:: DATA EXCERPTS ::

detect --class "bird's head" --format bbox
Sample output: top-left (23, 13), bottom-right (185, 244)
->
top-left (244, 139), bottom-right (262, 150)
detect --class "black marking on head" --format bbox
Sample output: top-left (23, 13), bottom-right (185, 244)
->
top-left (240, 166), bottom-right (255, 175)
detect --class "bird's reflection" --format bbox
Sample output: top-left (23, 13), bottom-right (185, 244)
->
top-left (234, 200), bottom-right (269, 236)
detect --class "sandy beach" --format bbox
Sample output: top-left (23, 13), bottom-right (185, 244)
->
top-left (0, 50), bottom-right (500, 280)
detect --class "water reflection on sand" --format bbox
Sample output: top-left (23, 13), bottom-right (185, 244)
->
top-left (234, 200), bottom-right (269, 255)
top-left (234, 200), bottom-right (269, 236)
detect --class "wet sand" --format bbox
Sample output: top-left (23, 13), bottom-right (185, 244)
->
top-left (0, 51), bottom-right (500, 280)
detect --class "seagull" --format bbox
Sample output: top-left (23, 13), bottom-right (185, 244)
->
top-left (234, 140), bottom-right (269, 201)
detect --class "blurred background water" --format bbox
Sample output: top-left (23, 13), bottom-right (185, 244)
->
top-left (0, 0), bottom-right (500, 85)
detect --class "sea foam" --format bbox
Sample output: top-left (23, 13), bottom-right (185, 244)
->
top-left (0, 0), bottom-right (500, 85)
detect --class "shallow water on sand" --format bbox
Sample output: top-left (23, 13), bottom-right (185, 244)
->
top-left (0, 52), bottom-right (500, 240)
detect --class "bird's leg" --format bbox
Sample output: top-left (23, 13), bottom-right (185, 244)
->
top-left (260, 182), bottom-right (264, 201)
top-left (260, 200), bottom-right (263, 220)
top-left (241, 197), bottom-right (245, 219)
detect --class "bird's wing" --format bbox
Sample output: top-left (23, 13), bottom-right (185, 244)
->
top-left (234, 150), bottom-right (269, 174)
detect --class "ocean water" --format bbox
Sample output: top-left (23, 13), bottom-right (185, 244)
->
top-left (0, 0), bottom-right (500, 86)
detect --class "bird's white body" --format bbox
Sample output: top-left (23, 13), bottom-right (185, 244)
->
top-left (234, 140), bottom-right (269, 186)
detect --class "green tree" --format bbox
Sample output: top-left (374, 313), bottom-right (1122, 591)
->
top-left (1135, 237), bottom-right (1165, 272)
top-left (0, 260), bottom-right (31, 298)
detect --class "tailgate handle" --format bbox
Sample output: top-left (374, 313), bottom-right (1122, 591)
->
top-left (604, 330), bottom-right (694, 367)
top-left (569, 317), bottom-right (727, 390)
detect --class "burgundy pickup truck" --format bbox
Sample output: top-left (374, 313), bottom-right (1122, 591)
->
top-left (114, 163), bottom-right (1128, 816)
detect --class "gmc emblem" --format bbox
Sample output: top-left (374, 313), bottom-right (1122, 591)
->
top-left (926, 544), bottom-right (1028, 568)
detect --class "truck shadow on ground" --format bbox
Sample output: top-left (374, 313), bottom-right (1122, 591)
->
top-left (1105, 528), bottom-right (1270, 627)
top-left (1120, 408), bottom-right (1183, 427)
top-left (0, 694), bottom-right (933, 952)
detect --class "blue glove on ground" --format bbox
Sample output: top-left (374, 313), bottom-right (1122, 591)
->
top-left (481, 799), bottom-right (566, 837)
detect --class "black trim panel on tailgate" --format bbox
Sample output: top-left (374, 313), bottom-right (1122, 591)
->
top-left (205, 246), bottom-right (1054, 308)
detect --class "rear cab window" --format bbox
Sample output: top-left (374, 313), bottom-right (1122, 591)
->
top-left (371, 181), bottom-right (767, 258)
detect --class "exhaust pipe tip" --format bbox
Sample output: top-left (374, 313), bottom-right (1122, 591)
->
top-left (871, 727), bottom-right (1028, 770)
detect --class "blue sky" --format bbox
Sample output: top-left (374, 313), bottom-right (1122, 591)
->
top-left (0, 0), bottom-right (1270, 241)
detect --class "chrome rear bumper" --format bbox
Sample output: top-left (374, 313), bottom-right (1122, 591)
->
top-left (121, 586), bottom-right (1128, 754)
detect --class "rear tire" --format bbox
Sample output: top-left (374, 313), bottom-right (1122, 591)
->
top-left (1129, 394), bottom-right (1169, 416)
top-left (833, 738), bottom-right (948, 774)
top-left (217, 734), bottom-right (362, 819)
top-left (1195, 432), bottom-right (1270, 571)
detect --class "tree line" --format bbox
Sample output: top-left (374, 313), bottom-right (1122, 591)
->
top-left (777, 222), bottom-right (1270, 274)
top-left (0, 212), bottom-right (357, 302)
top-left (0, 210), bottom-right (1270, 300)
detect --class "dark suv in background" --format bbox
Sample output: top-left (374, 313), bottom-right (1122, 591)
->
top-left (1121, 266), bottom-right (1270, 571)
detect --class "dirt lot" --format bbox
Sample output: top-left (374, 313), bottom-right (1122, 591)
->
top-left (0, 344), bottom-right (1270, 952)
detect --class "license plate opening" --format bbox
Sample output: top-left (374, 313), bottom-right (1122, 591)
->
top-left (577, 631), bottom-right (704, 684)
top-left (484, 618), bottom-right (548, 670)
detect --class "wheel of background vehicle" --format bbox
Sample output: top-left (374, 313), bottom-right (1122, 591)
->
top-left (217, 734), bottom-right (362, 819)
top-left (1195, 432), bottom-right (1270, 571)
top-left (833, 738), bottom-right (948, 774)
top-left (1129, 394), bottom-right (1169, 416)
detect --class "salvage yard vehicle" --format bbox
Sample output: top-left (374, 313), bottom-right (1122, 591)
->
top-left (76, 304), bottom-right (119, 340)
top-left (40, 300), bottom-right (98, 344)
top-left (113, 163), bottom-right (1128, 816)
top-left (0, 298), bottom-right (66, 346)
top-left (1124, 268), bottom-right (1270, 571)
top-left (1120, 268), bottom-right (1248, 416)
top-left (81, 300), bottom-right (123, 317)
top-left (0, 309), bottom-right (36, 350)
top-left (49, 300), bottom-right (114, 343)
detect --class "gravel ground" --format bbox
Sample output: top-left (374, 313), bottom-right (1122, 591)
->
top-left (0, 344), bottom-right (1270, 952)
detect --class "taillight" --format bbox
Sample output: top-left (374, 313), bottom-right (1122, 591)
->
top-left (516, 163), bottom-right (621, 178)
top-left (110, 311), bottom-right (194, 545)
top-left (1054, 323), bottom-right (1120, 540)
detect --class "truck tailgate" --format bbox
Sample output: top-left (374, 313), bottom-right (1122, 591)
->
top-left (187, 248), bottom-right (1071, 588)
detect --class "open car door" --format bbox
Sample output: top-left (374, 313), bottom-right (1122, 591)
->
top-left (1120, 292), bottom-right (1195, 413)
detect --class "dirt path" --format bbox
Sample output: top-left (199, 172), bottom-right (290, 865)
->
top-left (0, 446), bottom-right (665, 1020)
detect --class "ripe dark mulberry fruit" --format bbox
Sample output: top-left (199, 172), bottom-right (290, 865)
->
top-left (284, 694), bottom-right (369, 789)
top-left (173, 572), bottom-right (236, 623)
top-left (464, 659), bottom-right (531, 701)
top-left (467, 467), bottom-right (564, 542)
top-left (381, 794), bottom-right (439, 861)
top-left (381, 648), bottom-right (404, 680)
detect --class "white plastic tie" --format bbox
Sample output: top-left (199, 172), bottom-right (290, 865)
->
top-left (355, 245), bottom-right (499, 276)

:::

_TASK TO CARRY OUT_: Output every line of the listing above again, character for character, from the first line to the last.

_TASK ANSWER_:
detect --class "bird's head" --format bbox
Sample output: top-left (23, 13), bottom-right (185, 244)
->
top-left (244, 139), bottom-right (262, 150)
detect --class "black marking on head" --format bbox
Sample output: top-left (23, 13), bottom-right (185, 244)
->
top-left (240, 166), bottom-right (255, 175)
detect --class "bird's reflection" --format bbox
Sample output: top-left (23, 13), bottom-right (185, 244)
->
top-left (234, 200), bottom-right (269, 236)
detect --class "sandy beach" --format bbox
Sample output: top-left (23, 13), bottom-right (185, 244)
->
top-left (0, 50), bottom-right (500, 280)
detect --class "water reflection on sand" --format bbox
Sample output: top-left (23, 13), bottom-right (185, 244)
->
top-left (234, 200), bottom-right (269, 255)
top-left (234, 200), bottom-right (269, 236)
detect --class "wet sand" --format bbox
Sample output: top-left (23, 13), bottom-right (185, 244)
->
top-left (0, 51), bottom-right (500, 280)
detect --class "seagull" --format bbox
Sample output: top-left (23, 13), bottom-right (185, 244)
->
top-left (234, 140), bottom-right (269, 201)
detect --class "blurred background water" --format bbox
Sample output: top-left (23, 13), bottom-right (185, 244)
->
top-left (0, 0), bottom-right (500, 85)
detect --class "sea foam" --format bbox
Sample output: top-left (23, 13), bottom-right (185, 244)
->
top-left (0, 0), bottom-right (500, 85)
detect --class "shallow water on sand" --format bbox
Sample output: top-left (23, 13), bottom-right (185, 244)
->
top-left (0, 52), bottom-right (500, 240)
detect --class "bird's leg" --format bbox
Sample output: top-left (23, 13), bottom-right (185, 244)
->
top-left (260, 182), bottom-right (264, 201)
top-left (260, 200), bottom-right (263, 220)
top-left (241, 197), bottom-right (245, 219)
detect --class "bird's wing" --format bbox
Sample output: top-left (23, 13), bottom-right (185, 244)
->
top-left (234, 150), bottom-right (269, 174)
detect --class "ocean water" --format bbox
Sample output: top-left (23, 13), bottom-right (185, 244)
->
top-left (0, 0), bottom-right (500, 86)
detect --class "bird's white body" --format bbox
Sample output: top-left (23, 13), bottom-right (185, 244)
->
top-left (234, 140), bottom-right (269, 186)
detect --class "green tree" --format bbox
Sample output: top-left (374, 313), bottom-right (1122, 591)
->
top-left (1135, 237), bottom-right (1165, 272)
top-left (0, 260), bottom-right (31, 298)
detect --class "tailgate handle" --format bbox
Sample output: top-left (374, 313), bottom-right (1122, 591)
->
top-left (604, 330), bottom-right (694, 367)
top-left (569, 317), bottom-right (727, 390)
detect --class "burgundy pickup truck" --format bbox
Sample output: top-left (374, 313), bottom-right (1122, 591)
->
top-left (114, 163), bottom-right (1128, 816)
detect --class "gmc emblem" --format bbox
Sample output: top-left (374, 313), bottom-right (1122, 591)
->
top-left (926, 544), bottom-right (1028, 568)
detect --class "truck shadow on ground" --format bbox
Sample output: top-left (374, 313), bottom-right (1122, 591)
->
top-left (1105, 528), bottom-right (1270, 627)
top-left (1120, 408), bottom-right (1183, 427)
top-left (0, 694), bottom-right (933, 952)
detect --class "blue glove on ground" --format bbox
Sample output: top-left (374, 313), bottom-right (1122, 591)
->
top-left (481, 799), bottom-right (566, 837)
detect --class "black trim panel on tailgate" --format bbox
Sample output: top-left (374, 313), bottom-right (1122, 591)
->
top-left (205, 246), bottom-right (1054, 308)
detect --class "rear cab window" --format bbox
Sample output: top-left (374, 313), bottom-right (1122, 591)
->
top-left (371, 181), bottom-right (767, 258)
detect --class "exhaust pipe tip" --format bbox
Sample output: top-left (374, 313), bottom-right (1122, 591)
->
top-left (871, 727), bottom-right (1028, 770)
detect --class "blue sky" --format bbox
Sample output: top-left (374, 313), bottom-right (1122, 591)
->
top-left (0, 0), bottom-right (1270, 241)
detect --class "chrome rear bumper" --format bbox
Sample output: top-left (374, 313), bottom-right (1122, 591)
->
top-left (121, 586), bottom-right (1128, 754)
detect --class "rear tire" --format bbox
Sample output: top-left (374, 313), bottom-right (1122, 591)
->
top-left (1129, 394), bottom-right (1169, 416)
top-left (833, 738), bottom-right (948, 774)
top-left (217, 734), bottom-right (362, 819)
top-left (1195, 432), bottom-right (1270, 571)
detect --class "tree line" --format bbox
Sample output: top-left (374, 313), bottom-right (1122, 591)
->
top-left (777, 222), bottom-right (1270, 274)
top-left (0, 212), bottom-right (357, 302)
top-left (0, 210), bottom-right (1270, 300)
detect --class "dark suv in background" --format bbox
Sample output: top-left (374, 313), bottom-right (1122, 591)
->
top-left (1121, 266), bottom-right (1270, 571)
detect --class "dirt lot" --format bbox
Sample output: top-left (374, 313), bottom-right (1122, 591)
->
top-left (0, 344), bottom-right (1270, 952)
detect --class "license plate opening" --format bbox
Sample output: top-left (374, 313), bottom-right (1122, 591)
->
top-left (577, 631), bottom-right (704, 684)
top-left (484, 618), bottom-right (548, 670)
detect --class "wheel of background vehicle" --format bbox
Sample output: top-left (374, 313), bottom-right (1122, 591)
->
top-left (217, 734), bottom-right (362, 819)
top-left (1195, 432), bottom-right (1270, 571)
top-left (833, 738), bottom-right (948, 774)
top-left (1129, 394), bottom-right (1169, 416)
detect --class "salvage yard vehicle" --format bbox
Sample output: top-left (374, 313), bottom-right (1122, 591)
->
top-left (76, 304), bottom-right (119, 340)
top-left (40, 300), bottom-right (98, 344)
top-left (113, 163), bottom-right (1128, 816)
top-left (0, 298), bottom-right (66, 346)
top-left (1124, 268), bottom-right (1270, 571)
top-left (1120, 268), bottom-right (1248, 416)
top-left (81, 300), bottom-right (123, 317)
top-left (0, 309), bottom-right (36, 350)
top-left (49, 300), bottom-right (114, 343)
detect --class "gravel ground" --format bbox
Sample output: top-left (374, 313), bottom-right (1122, 591)
->
top-left (0, 344), bottom-right (1270, 952)
detect --class "taillight" --format bbox
Sample output: top-left (374, 313), bottom-right (1122, 591)
->
top-left (516, 163), bottom-right (621, 178)
top-left (110, 311), bottom-right (194, 545)
top-left (1054, 323), bottom-right (1120, 540)
detect --class "truck tailgate" --format bbox
Sample output: top-left (374, 313), bottom-right (1122, 591)
->
top-left (187, 248), bottom-right (1071, 588)
detect --class "open car door" --format bbox
Sample output: top-left (374, 313), bottom-right (1122, 591)
->
top-left (1120, 292), bottom-right (1195, 413)
detect --class "dirt path" --format bbox
Sample output: top-left (199, 172), bottom-right (290, 865)
->
top-left (0, 446), bottom-right (665, 1020)
detect --class "ripe dark mulberry fruit" --format bbox
Sample output: top-left (199, 172), bottom-right (290, 865)
->
top-left (284, 694), bottom-right (369, 789)
top-left (173, 572), bottom-right (236, 623)
top-left (464, 659), bottom-right (531, 701)
top-left (467, 467), bottom-right (564, 542)
top-left (381, 794), bottom-right (439, 861)
top-left (381, 648), bottom-right (404, 680)
detect --class "white plastic tie" --format bbox
Sample output: top-left (199, 172), bottom-right (290, 865)
->
top-left (355, 245), bottom-right (499, 276)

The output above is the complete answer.